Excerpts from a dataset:
»»

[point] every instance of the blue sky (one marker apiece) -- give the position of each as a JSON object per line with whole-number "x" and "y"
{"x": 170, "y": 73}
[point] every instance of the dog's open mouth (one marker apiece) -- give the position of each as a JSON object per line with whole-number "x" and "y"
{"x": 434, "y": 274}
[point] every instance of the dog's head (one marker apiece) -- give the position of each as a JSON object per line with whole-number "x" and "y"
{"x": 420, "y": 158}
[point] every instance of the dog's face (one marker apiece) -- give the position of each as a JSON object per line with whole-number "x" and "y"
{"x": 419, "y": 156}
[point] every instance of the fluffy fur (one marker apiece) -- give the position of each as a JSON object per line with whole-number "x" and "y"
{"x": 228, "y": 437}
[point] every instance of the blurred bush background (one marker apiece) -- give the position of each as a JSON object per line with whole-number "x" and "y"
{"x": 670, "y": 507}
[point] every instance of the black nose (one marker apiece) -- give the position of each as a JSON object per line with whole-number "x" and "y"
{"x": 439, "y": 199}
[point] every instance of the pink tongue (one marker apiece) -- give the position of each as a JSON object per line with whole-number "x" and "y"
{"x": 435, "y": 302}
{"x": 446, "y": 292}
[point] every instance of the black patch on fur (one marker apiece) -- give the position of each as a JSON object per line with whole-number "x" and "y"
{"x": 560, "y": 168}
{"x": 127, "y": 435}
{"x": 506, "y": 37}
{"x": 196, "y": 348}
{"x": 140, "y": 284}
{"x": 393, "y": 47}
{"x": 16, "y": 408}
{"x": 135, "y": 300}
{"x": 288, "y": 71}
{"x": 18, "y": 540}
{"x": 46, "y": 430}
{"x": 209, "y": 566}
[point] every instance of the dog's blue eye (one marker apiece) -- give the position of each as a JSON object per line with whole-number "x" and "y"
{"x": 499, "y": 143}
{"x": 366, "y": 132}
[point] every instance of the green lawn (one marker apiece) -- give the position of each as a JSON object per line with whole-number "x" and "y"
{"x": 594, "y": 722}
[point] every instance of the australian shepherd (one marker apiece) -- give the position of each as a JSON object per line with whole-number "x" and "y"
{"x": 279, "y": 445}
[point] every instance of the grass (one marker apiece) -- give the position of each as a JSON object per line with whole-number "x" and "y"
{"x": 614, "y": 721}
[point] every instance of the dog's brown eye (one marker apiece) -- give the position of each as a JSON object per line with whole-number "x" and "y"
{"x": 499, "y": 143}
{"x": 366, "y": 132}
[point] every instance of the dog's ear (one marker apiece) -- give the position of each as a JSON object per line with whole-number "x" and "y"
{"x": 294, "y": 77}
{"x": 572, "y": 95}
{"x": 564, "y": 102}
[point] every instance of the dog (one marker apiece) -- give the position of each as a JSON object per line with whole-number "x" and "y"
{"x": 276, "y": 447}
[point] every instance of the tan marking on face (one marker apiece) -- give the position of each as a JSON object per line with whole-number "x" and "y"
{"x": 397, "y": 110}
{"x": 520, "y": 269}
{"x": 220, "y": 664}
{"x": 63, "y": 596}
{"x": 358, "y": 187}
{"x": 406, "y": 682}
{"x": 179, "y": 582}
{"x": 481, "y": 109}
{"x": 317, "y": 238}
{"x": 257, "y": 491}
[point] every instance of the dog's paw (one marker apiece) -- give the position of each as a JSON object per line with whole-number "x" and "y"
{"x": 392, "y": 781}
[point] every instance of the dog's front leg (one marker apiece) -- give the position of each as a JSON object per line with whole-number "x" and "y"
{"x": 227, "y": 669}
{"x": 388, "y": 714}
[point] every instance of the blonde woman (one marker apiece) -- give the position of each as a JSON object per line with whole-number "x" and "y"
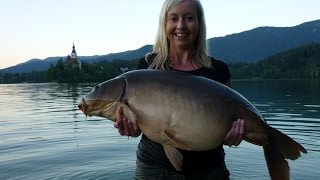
{"x": 181, "y": 46}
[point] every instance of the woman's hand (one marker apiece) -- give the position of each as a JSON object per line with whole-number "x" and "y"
{"x": 124, "y": 126}
{"x": 235, "y": 135}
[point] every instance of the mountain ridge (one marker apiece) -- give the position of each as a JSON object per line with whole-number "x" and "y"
{"x": 247, "y": 46}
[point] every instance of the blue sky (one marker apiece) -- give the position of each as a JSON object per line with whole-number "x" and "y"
{"x": 44, "y": 28}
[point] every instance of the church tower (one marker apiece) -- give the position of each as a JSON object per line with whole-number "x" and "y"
{"x": 73, "y": 53}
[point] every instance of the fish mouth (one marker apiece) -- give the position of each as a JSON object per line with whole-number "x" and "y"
{"x": 83, "y": 106}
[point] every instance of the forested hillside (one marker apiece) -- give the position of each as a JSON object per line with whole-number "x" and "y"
{"x": 298, "y": 63}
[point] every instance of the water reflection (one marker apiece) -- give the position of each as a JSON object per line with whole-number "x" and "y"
{"x": 43, "y": 135}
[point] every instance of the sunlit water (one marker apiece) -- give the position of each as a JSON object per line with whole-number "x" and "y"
{"x": 43, "y": 135}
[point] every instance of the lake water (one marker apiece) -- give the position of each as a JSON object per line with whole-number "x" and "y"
{"x": 43, "y": 135}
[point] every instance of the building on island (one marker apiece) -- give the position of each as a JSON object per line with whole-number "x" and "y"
{"x": 73, "y": 58}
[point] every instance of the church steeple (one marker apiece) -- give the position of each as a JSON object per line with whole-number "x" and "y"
{"x": 73, "y": 53}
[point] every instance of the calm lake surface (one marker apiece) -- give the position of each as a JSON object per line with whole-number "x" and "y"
{"x": 43, "y": 135}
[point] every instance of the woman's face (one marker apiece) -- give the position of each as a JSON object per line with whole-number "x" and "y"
{"x": 182, "y": 25}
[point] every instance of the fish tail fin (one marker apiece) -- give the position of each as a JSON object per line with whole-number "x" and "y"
{"x": 280, "y": 148}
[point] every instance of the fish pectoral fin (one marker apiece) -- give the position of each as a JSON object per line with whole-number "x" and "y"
{"x": 174, "y": 156}
{"x": 130, "y": 115}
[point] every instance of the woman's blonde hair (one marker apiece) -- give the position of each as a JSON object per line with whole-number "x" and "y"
{"x": 161, "y": 45}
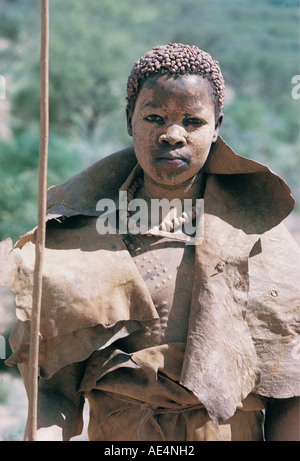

««

▸ **Work order**: Keep the pictures out and transcribe the entries exactly.

▸ **Problem solution**:
[point] every instance of the blue sky (one marker apiece) -- give the position of each as a JSON object per line with whole-number "x" and "y"
{"x": 170, "y": 73}
[point] every instance of the dog's open mouth (one marker apiece) -- give the position of each as a JSON object per line with whole-number "x" and "y"
{"x": 434, "y": 274}
[point] every instance of the dog's head (one marker apiece) -- give the position of each as a JSON object per line with whole-number "x" and "y"
{"x": 420, "y": 158}
[point] every instance of the dog's face (one marker apiece) -- give the position of each as a JSON object per line with whole-number "x" and "y"
{"x": 419, "y": 156}
[point] every instance of the fluffy fur (one marker apiece) -- give the position of each as a JSON object per line with whole-number "x" and "y"
{"x": 228, "y": 437}
[point] every instance of the blurred bush background (one marker apiece) -- give the position of each as a JSON object per line with whole-number "x" and "y"
{"x": 670, "y": 507}
[point] every instance of the black nose (one marker apiece) -- give the position of each as a JSON object per line with whole-number "x" and "y"
{"x": 439, "y": 199}
[point] every instance of the pink tongue (one marker apiece) -- give the position of each as a JSON object per line with whole-number "x" and "y"
{"x": 435, "y": 302}
{"x": 446, "y": 292}
[point] every instance of the black patch on fur (one marker apiece) -- give the position of each as a JSON object per line with whole-number "x" and "y"
{"x": 560, "y": 168}
{"x": 127, "y": 435}
{"x": 506, "y": 37}
{"x": 196, "y": 348}
{"x": 140, "y": 284}
{"x": 393, "y": 47}
{"x": 16, "y": 408}
{"x": 135, "y": 300}
{"x": 288, "y": 71}
{"x": 18, "y": 540}
{"x": 46, "y": 430}
{"x": 209, "y": 566}
[point] every instance of the dog's blue eye (one marker apiece) -- give the position of each as a JSON object per line with whole-number "x" and "y"
{"x": 499, "y": 143}
{"x": 366, "y": 132}
[point] every instance of the green lawn (one marker apiece) -- give the position of each as a JSON object per line with whole-number "x" and "y"
{"x": 594, "y": 722}
[point] every instance of the australian shepherd (one marker apiece) -- give the position of each as a JSON object per line with whole-number "x" and "y"
{"x": 279, "y": 445}
[point] every instance of the grass (one marker apiece) -- give the position of each as a JSON object per line with whole-number "x" and "y"
{"x": 614, "y": 721}
[point] every instance of the dog's brown eye (one marker apiece) -- give the position of each as a JSON object per line with whole-number "x" and "y"
{"x": 499, "y": 143}
{"x": 366, "y": 132}
[point] every instance of the dog's ear (one marker apiece) -- give the position of each as a JSON object per line with whole-number "x" and "y"
{"x": 294, "y": 77}
{"x": 572, "y": 95}
{"x": 564, "y": 102}
[point] every instance of the dog (one marker apiece) -- give the position of each as a JSON object per line with whole-number "x" and "y"
{"x": 276, "y": 447}
[point] every instance of the tan marking on face (one marker apiece) -- give the position of each as a JSON object per line with whole-number "x" and "y"
{"x": 397, "y": 110}
{"x": 520, "y": 269}
{"x": 220, "y": 664}
{"x": 63, "y": 596}
{"x": 358, "y": 187}
{"x": 406, "y": 682}
{"x": 179, "y": 582}
{"x": 481, "y": 109}
{"x": 317, "y": 238}
{"x": 257, "y": 491}
[point] every instance of the dog's paw (one marker apiece) -- give the position of each as a JSON object per line with whole-number "x" and "y"
{"x": 392, "y": 781}
[point] every instance of the dog's front leg (one marker apiece) -- give the position of each as a JSON object per line with whole-number "x" and "y"
{"x": 227, "y": 669}
{"x": 388, "y": 714}
[point] every instance of the blonde woman (one marker apiece) -- give the position of each as a JSON object per line with whole-number "x" and "y"
{"x": 181, "y": 46}
[point] every instance of the woman's hand (one marker apiece) -- give the position of each as a JSON object per line with whole-number "x" and "y"
{"x": 124, "y": 126}
{"x": 235, "y": 135}
[point] every instance of the mountain ridge (one marker apiece) -- give the position of each as a JSON object per line with whole-number "x" and "y"
{"x": 247, "y": 46}
[point] every instance of the blue sky (one marker apiece) -- give the position of each as a JSON object per line with whole-number "x" and "y"
{"x": 44, "y": 28}
[point] every instance of the church tower (one marker apiece) -- give the position of each as a JSON object per line with whole-number "x" and "y"
{"x": 73, "y": 53}
[point] every instance of the fish mouth (one marker apiece) -- give the position of each as a JSON object per line with whole-number "x" and "y"
{"x": 83, "y": 106}
[point] every instance of the forested hillside (one marker apiece) -- give the position of each as a JSON object per line with whole-number "x" and "y"
{"x": 298, "y": 63}
[point] every instance of the water reflection (one marker apiece) -- give the position of each as a JSON object per line with whole-number "x" and "y"
{"x": 43, "y": 135}
[point] every instance of the sunlit water (one marker apiece) -- give the position of each as a JSON object per line with whole-number "x" and "y"
{"x": 43, "y": 135}
[point] every instance of the lake water (one marker apiece) -- give the position of each as a JSON object per line with whole-number "x" and "y"
{"x": 43, "y": 135}
[point] every instance of the building on island (one marker apiece) -- give the position of each as a JSON object per line with whole-number "x" and "y"
{"x": 73, "y": 58}
[point] every instance of the church steeple (one marker apiece) -- give the position of each as a JSON object per line with whole-number "x" and "y"
{"x": 73, "y": 53}
[point] every instance of the calm lake surface (one marker apiece) -- give the position of each as a JSON object per line with whole-number "x" and "y"
{"x": 43, "y": 135}
[point] every instance of the woman's face (one marker apiece) -- give the position of each as a JSON object per line with whole-number "x" and "y"
{"x": 182, "y": 25}
[point] every instance of the fish tail fin (one marker apiece) -- give the position of each as a JSON object per line with whole-number "x" and "y"
{"x": 280, "y": 148}
[point] every instance of the fish pectoral fin (one marker apiece) -- give the position of each as a JSON object per line with whole-number "x" and "y"
{"x": 174, "y": 156}
{"x": 130, "y": 115}
[point] every instance of the woman's blonde hair (one marker apiece) -- give the position of each as a JSON object per line with whole-number "x" and "y"
{"x": 161, "y": 45}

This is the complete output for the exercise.